→ **SOURCE**:
# # # # #

Le Dernier Jour dun Condamné | Page 4

Victor Hugo
Vite, supprimons le bourreau, biffons le code.
Et c'est ainsi qu'un alliage d'égoïsme altère et dénature les plus belles
combinaisons sociales. C'est la veine noire dans le marbre blanc ; elle
circule partout, et apparaît à tout moment à l'improviste sous le ciseau.
Votre statue est à refaire.
Certes, il n'est pas besoin que nous le déclarions ici, nous ne sommes
pas de ceux qui réclamaient les têtes des quatre ministres. Une fois ces
infortunés arrêtés, la colère indignée que nous avait inspirée leur
attentat s'est changée, chez nous comme chez tout le monde, en une
profonde pitié. Nous avons songé aux préjugés d'éducation de
quelques-uns d'entre eux, au cerveau peu développé de leur chef, relaps
fanatique et obstiné des conspirations de 1804, blanchi avant l'âge sous
l'ombre humide des prisons d'État, aux nécessités fatales de leur
position commune, à l'impossibilité d'enrayer sur cette pente rapide où
la monarchie s'était lancée elle-même à toute bride le 8 août 1829, à
l'influence trop peu calculée par nous jusqu'alors de la personne royale,
surtout à la dignité que l'un d'entre eux répandait comme un manteau de
pourpre sur leur malheur. Nous sommes de ceux qui leur souhaitaient

bien sincèrement la vie sauve, et qui étaient prêts à se dévouer pour
cela. Si jamais, par impossible, leur échafaud eût été dressé un jour en
Grève, nous ne doutons pas, et si c'est une illusion nous voulons la
conserver, nous ne doutons pas qu'il n'y eût eu une émeute pour le
renverser, et celui qui écrit ces lignes eût été de cette sainte émeute. Car,
il faut bien le dire aussi, dans les crises sociales, de tous les échafauds,
l'échafaud politique est le plus abominable, le plus funeste, le plus
vénéneux, le plus nécessaire à extirper. Cette espèce de guillotine-là
prend racine dans le pavé, et en peu de temps repousse de bouture sur
tous les points du sol.
En temps de révolution, prenez garde à la première tête qui tombe. Elle
met le peuple en appétit.
Nous étions donc personnellement d'accord avec ceux qui voulaient
épargner les quatre ministres, et d'accord de toutes manières, par les
raisons sentimentales comme par les raisons politiques. Seulement,
nous eussions mieux aimé que la Chambre choisît une autre occasion
pour proposer l'abolition de la peine de mort.

# # # # #

→ **TÂCHE DEMANDÉE 1**:
Dans l'extrait du Dernier Jour d'un Condamné, relevez tous les superlatifs qui qualifient l'échafaud politique.
Le texte et les enregistrements sont deux documents indépendants l'un de l'autre.

→ **DONNÉES D'ENTRÉE**:

# # # # #

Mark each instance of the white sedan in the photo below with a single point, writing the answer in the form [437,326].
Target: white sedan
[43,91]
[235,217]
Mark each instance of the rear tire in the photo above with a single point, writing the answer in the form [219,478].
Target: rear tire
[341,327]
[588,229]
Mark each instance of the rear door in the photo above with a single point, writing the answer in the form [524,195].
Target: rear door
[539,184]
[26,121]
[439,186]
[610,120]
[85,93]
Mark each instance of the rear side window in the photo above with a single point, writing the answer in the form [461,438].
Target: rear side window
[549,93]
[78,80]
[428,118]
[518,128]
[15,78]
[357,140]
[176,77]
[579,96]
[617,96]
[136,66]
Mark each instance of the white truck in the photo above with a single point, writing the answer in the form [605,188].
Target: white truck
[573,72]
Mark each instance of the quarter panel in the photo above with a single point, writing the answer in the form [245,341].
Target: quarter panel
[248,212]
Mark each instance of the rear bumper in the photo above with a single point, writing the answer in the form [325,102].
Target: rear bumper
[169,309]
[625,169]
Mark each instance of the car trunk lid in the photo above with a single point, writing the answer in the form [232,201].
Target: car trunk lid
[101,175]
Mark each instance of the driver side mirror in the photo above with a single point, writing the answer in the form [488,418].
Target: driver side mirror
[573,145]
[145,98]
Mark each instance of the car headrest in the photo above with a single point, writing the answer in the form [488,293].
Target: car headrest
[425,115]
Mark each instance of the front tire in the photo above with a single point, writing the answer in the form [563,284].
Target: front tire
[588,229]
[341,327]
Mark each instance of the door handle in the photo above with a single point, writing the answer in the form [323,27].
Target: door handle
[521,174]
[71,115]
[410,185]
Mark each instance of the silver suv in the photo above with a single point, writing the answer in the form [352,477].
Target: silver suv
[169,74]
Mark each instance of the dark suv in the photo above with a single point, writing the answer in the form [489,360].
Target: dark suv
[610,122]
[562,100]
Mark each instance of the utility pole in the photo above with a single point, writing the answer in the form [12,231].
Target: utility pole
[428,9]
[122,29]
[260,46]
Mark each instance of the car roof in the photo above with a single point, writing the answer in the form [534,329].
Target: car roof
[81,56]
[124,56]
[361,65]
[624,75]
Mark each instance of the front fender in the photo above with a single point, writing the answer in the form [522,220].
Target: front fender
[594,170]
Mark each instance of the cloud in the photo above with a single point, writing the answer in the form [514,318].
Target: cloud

# # # # #

→ **TÂCHE DEMANDÉE 2**:
Reportez chaque ligne des enregistrements où figure le mot "trunk".

→ **RÉSULTAT FINAL 1**:
- le plus abominable
- le plus funeste
- le plus vénéneux
- le plus nécessaire à extirper

→ **RÉSULTAT FINAL 2**:
Mark each instance of the car trunk lid in the photo above with a single point, writing the answer in the form [232,201].
Target: car trunk lid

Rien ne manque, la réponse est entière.